» EXCERPT
Billboard magazine compiled the top-performing dance songs in the United States during 2014 on the Hot Dance/Electronic Songs, the Dance Club Songs, and the Dance/Mix Show Airplay. The oldest dance music chart, the Dance Club Songs was first published in 1976, ranking the most popular songs on dance club based on reports from a national sample of club DJs. The Dance/Mix Show Airplay was launched in 2003, ranking songs based on airplay detections on dance radio, as well as mix-show plays on top 40 radio and select rhythmic radio as measured by Mediabase. Premiered on January 26, 2013, the Hot Dance/Electronic Songs is a multi-metric chart ranking songs based on streaming, sales, and airplay audience impressions from radio stations of all formats.

The first number-one song of 2014 on the Dance Club Songs chart was "Unconditionally" by Katy Perry. With remixes by Syn Cole, Manufactured Superstars, Tracy Young and Country Club Martini Crew, it became her twelfth consecutive chart topper, extending her own record for the most number-ones in a row in the thirty-seven year history of the chart. Perry achieved a further three number one singles during the year – "Dark Horse" featuring Juicy J, "Birthday" and "This Is How We Do" – with the last becoming her record-extending fifteenth consecutive number-one. Beyoncé was one of three acts to top the chart three times, beginning with "Blow", then "Partition" and her twenty-second in total, "Pretty Hurts". Iggy Azalea and Dave Audé achieved three number-ones; the former with "Fancy" featuring Charli XCX, "Black Widow" featuring Rita Ora and "Booty", a collaboration with Jennifer Lopez, and Audé with "Take Me Away", "Aftermath (Here We Go)" and "Hustlin. Demi Lovato topped the chart twice with "Neon Lights" and "Really Don't Care" featuring Cher Lloyd. "Somebody Loves You" became Betty Who's first song to top the chart. Jennifer Lopez's hit streak of 11 number ones was broken with the release of "I Luh Ya Papi" but follow up with another number one "First Love" and her collaboration with Azalea.

» EXTRACTED RECORDS

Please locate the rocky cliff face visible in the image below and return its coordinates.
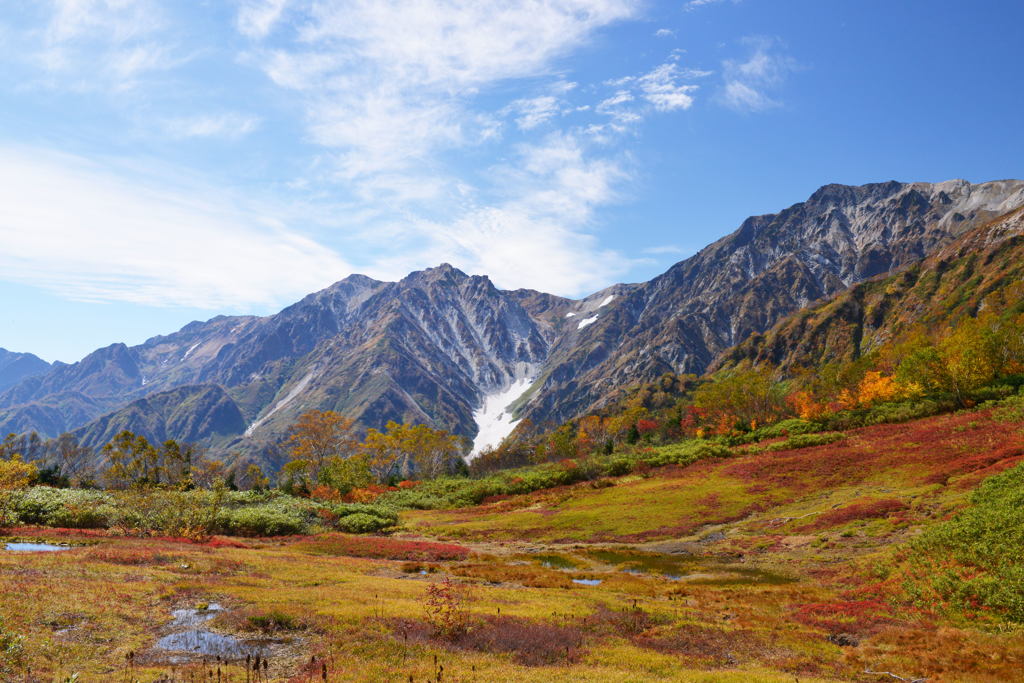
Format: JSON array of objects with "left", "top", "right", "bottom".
[
  {"left": 0, "top": 181, "right": 1024, "bottom": 456},
  {"left": 0, "top": 265, "right": 570, "bottom": 454},
  {"left": 0, "top": 348, "right": 50, "bottom": 391},
  {"left": 521, "top": 180, "right": 1024, "bottom": 422},
  {"left": 712, "top": 208, "right": 1024, "bottom": 371}
]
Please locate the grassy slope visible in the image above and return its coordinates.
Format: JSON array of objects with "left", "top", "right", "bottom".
[{"left": 0, "top": 403, "right": 1024, "bottom": 681}]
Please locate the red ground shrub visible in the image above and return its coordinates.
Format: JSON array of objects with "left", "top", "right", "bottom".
[
  {"left": 794, "top": 600, "right": 898, "bottom": 635},
  {"left": 389, "top": 615, "right": 586, "bottom": 667},
  {"left": 295, "top": 533, "right": 469, "bottom": 562},
  {"left": 797, "top": 499, "right": 906, "bottom": 531}
]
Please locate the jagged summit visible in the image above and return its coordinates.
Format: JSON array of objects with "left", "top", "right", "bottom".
[{"left": 0, "top": 179, "right": 1024, "bottom": 466}]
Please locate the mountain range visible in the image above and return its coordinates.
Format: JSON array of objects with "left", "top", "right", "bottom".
[{"left": 0, "top": 180, "right": 1024, "bottom": 466}]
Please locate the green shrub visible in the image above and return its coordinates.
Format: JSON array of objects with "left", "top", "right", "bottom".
[
  {"left": 912, "top": 465, "right": 1024, "bottom": 624},
  {"left": 15, "top": 486, "right": 114, "bottom": 528},
  {"left": 219, "top": 504, "right": 307, "bottom": 536},
  {"left": 754, "top": 418, "right": 821, "bottom": 439},
  {"left": 338, "top": 512, "right": 393, "bottom": 533},
  {"left": 247, "top": 609, "right": 302, "bottom": 632}
]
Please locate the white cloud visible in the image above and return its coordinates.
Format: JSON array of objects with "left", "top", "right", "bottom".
[
  {"left": 360, "top": 133, "right": 632, "bottom": 295},
  {"left": 505, "top": 95, "right": 561, "bottom": 130},
  {"left": 164, "top": 113, "right": 260, "bottom": 139},
  {"left": 719, "top": 38, "right": 798, "bottom": 112},
  {"left": 642, "top": 245, "right": 687, "bottom": 256},
  {"left": 242, "top": 0, "right": 636, "bottom": 187},
  {"left": 0, "top": 147, "right": 351, "bottom": 309},
  {"left": 590, "top": 61, "right": 711, "bottom": 131},
  {"left": 237, "top": 0, "right": 289, "bottom": 38},
  {"left": 684, "top": 0, "right": 739, "bottom": 12},
  {"left": 637, "top": 62, "right": 697, "bottom": 112},
  {"left": 30, "top": 0, "right": 190, "bottom": 90}
]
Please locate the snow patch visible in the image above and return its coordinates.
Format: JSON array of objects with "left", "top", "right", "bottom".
[
  {"left": 181, "top": 342, "right": 202, "bottom": 361},
  {"left": 469, "top": 377, "right": 534, "bottom": 460},
  {"left": 246, "top": 370, "right": 313, "bottom": 436}
]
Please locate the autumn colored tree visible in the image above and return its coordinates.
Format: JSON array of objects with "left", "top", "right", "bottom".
[
  {"left": 897, "top": 315, "right": 1024, "bottom": 405},
  {"left": 0, "top": 454, "right": 37, "bottom": 528},
  {"left": 239, "top": 463, "right": 270, "bottom": 490},
  {"left": 318, "top": 453, "right": 374, "bottom": 495},
  {"left": 359, "top": 422, "right": 462, "bottom": 481},
  {"left": 101, "top": 429, "right": 160, "bottom": 488},
  {"left": 288, "top": 411, "right": 356, "bottom": 481},
  {"left": 190, "top": 454, "right": 228, "bottom": 489},
  {"left": 693, "top": 368, "right": 790, "bottom": 431}
]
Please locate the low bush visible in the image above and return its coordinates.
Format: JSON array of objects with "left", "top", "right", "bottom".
[
  {"left": 765, "top": 432, "right": 846, "bottom": 451},
  {"left": 246, "top": 609, "right": 302, "bottom": 633},
  {"left": 218, "top": 503, "right": 308, "bottom": 536},
  {"left": 294, "top": 533, "right": 469, "bottom": 562},
  {"left": 912, "top": 465, "right": 1024, "bottom": 624}
]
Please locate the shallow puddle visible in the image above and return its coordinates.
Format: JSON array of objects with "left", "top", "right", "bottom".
[
  {"left": 155, "top": 602, "right": 261, "bottom": 663},
  {"left": 157, "top": 630, "right": 257, "bottom": 659},
  {"left": 3, "top": 543, "right": 71, "bottom": 553},
  {"left": 534, "top": 555, "right": 580, "bottom": 569},
  {"left": 588, "top": 550, "right": 796, "bottom": 586}
]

» PROBLEM SET
1. Reproduce the dance chart excerpt word for word from "Billboard magazine compiled" to "of all formats.".
2. Answer these questions using the dance chart excerpt:
(a) In what year was the Dance Club Songs chart first published?
(b) Which song became Katy Perry's fifteenth consecutive number-one on the Dance Club Songs chart?
(c) On what date did the Hot Dance/Electronic Songs chart premiere?

» FINAL ANSWERS
1.
Billboard magazine compiled the top-performing dance songs in the United States during 2014 on the Hot Dance/Electronic Songs, the Dance Club Songs, and the Dance/Mix Show Airplay. The oldest dance music chart, the Dance Club Songs was first published in 1976, ranking the most popular songs on dance club based on reports from a national sample of club DJs. The Dance/Mix Show Airplay was launched in 2003, ranking songs based on airplay detections on dance radio, as well as mix-show plays on top 40 radio and select rhythmic radio as measured by Mediabase. Premiered on January 26, 2013, the Hot Dance/Electronic Songs is a multi-metric chart ranking songs based on streaming, sales, and airplay audience impressions from radio stations of all formats.

2.
(a) 1976
(b) "This Is How We Do"
(c) January 26, 2013